**Coordinate annotation records:**
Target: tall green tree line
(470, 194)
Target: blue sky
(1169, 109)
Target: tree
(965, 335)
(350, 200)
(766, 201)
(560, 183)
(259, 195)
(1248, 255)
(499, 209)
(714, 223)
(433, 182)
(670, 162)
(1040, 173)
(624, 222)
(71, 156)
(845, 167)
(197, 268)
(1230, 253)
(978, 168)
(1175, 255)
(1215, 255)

**Set problem:**
Please count the lines in the records that contain the string "tree", treating case as significant, and give only the number.

**The result:**
2